= SET EXERCISE =
Revise the lines below by replacing every occurrence of "photo" with "image", leaving all other wording unchanged. Omit the pictures from your answer.

= MATERIAL SHOWN =
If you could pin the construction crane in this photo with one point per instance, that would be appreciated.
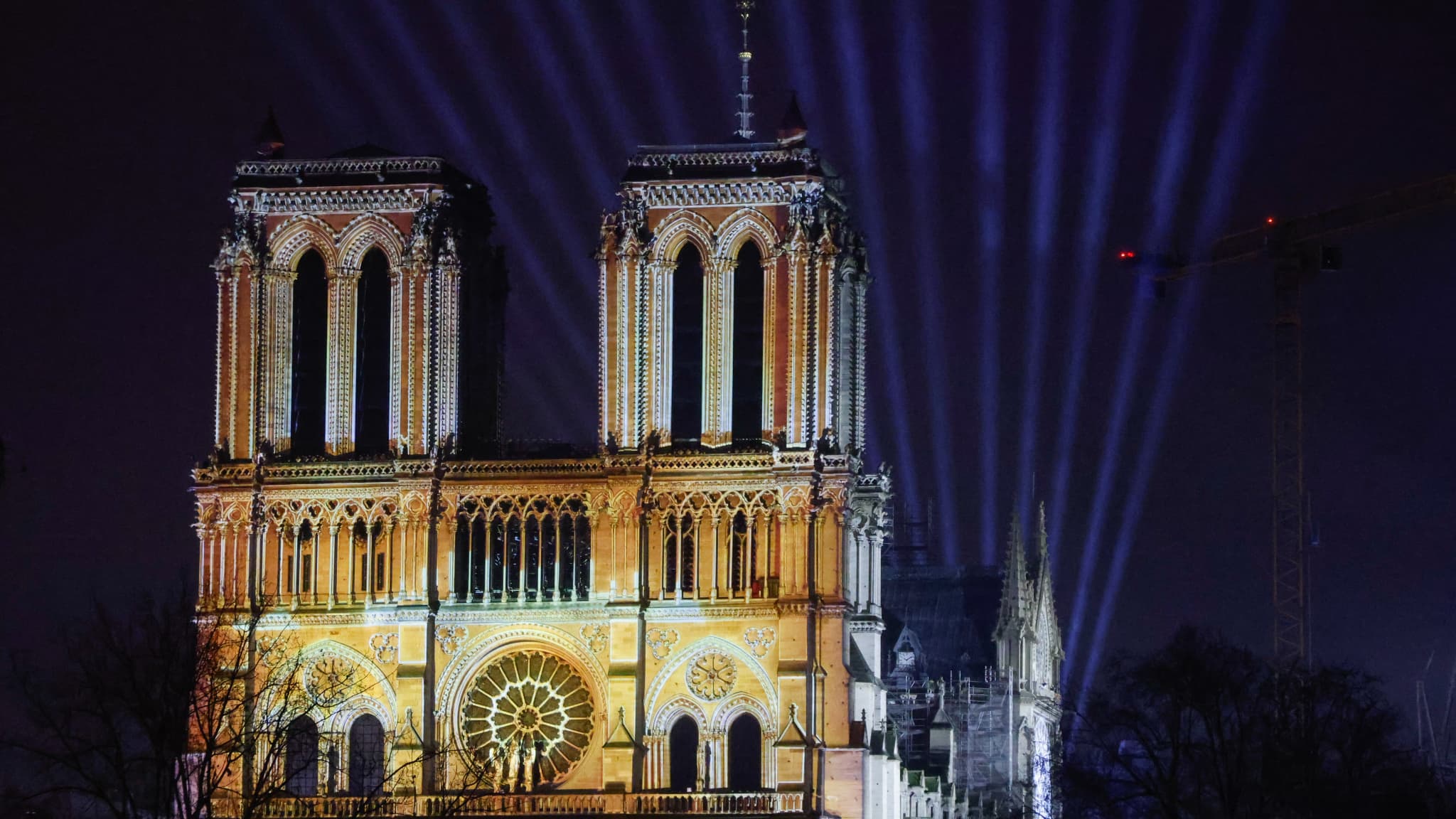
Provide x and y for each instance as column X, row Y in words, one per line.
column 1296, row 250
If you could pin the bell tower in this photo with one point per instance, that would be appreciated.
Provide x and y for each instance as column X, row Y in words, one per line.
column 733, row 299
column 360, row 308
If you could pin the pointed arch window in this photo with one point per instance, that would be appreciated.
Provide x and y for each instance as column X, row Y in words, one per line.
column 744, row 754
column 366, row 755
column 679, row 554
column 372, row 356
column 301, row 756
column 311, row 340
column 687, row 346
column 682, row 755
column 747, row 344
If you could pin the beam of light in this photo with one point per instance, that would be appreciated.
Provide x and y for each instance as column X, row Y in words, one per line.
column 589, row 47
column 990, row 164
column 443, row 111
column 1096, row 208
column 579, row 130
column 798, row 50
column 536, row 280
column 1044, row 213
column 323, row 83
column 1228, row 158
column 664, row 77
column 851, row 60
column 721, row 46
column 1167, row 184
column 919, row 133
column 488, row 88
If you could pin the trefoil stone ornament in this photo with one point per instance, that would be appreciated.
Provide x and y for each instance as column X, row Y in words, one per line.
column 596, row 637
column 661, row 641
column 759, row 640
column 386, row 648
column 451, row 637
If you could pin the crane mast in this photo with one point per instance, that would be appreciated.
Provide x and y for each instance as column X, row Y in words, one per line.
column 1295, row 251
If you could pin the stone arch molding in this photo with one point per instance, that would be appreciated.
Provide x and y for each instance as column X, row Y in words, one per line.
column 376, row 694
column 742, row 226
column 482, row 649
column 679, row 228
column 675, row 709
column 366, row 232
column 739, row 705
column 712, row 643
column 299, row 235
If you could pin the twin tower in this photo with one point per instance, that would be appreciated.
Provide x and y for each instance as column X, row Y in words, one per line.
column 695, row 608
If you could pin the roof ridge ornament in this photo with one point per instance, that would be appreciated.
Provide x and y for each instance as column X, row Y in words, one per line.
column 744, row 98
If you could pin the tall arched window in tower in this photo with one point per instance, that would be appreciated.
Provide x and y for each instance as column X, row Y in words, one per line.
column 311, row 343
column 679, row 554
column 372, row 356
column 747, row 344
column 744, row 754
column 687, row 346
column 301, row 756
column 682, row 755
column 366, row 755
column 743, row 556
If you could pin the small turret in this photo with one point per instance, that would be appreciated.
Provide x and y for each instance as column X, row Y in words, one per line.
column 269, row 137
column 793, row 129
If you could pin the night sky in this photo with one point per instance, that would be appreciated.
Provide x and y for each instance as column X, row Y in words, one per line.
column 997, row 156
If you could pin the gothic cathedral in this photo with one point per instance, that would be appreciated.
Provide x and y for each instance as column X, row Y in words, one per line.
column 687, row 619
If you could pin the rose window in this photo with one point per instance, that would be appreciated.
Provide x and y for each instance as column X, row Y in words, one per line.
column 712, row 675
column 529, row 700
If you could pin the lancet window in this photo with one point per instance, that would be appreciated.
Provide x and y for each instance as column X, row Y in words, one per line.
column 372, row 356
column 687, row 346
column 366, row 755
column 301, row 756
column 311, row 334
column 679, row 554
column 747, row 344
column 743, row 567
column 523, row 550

= COMPLETE OUTPUT =
If you could pin the construction crane in this image with one point per instance, that would be appreciated.
Provide x and y for each instance as column X, row Y in words, one per line.
column 1296, row 250
If you could pin the bell tower in this image with one point per instance, that would be appreciated.
Provide x and y for each instance as column X, row Y in words, one per line.
column 733, row 299
column 360, row 308
If you could pin the pointed arch window in this image with one point per instance, that would be appreciated.
Provide x and y for each instance as column X, row Y in words, one per line.
column 744, row 754
column 366, row 755
column 679, row 554
column 372, row 356
column 301, row 756
column 311, row 340
column 687, row 346
column 682, row 755
column 747, row 344
If you could pin the beam of light in this image with one point per instance, that would be appreciated.
Provide x and y for each instance as column X, row Y in words, one per line.
column 589, row 47
column 990, row 164
column 443, row 111
column 1096, row 208
column 579, row 130
column 798, row 50
column 536, row 280
column 1044, row 213
column 323, row 83
column 1228, row 158
column 664, row 77
column 851, row 60
column 721, row 46
column 1167, row 184
column 919, row 133
column 488, row 88
If you could pin the trefoil stone ornament in this image with one point per instance, that would be appreciated.
Provide x and y for each instance as column X, row Y in words, one per line.
column 596, row 637
column 661, row 641
column 759, row 640
column 386, row 648
column 451, row 637
If you could pin the crane mast in this image with one point per instance, that would be appreciated.
Provide x and y for each instance as column X, row Y in words, one per line.
column 1295, row 251
If you could pin the stone arch molding in this image with one point per instance, that would be appreciated.
Provide x and y for each instance as column X, row Y in words, one per line.
column 376, row 694
column 742, row 226
column 482, row 649
column 679, row 228
column 675, row 709
column 366, row 232
column 739, row 705
column 712, row 643
column 299, row 235
If you could pin the twin tower in this image with one point per instance, that would be appreciated.
Provide x and y for each instance as column X, row Y in words, one per line.
column 695, row 608
If you could pin the roof ridge ornament in this image with one point per instance, that would be appreciated.
Provide x and y for each instance as column X, row Y in words, one per line.
column 744, row 98
If you could pin the tall arched window in tower in this image with one point per instance, that would be appreciated.
Provide x and y for each instance as column X, row Y in words, one per line.
column 311, row 343
column 679, row 554
column 372, row 356
column 747, row 344
column 744, row 754
column 687, row 346
column 301, row 756
column 682, row 755
column 366, row 755
column 743, row 556
If you could pin the small turret in this image with one point per instance, that would be appreciated.
Provide x and y for each instance as column X, row Y in words, one per line.
column 269, row 137
column 793, row 129
If you could pin the night sky in this image with one point per instance, that would be appreciated.
Provide x and y for each instance as column X, row Y in words, one per line.
column 997, row 156
If you could pin the gothic cathedral in this image with one point per instance, that would be appreciated.
Provide x and y for each instance as column X, row Y in words, one per line.
column 687, row 619
If you could pin the rose window in this image with one point per instance, that would be appreciated.
Provide x and y for each instance as column X, row Y in words, one per line.
column 712, row 675
column 529, row 700
If you could pin the lancet window in this image with one point per instance, that would be appreciated.
Provide x and y for each instance as column X, row Y in words, one per line.
column 372, row 356
column 687, row 346
column 366, row 755
column 301, row 756
column 311, row 334
column 679, row 554
column 747, row 344
column 743, row 567
column 523, row 550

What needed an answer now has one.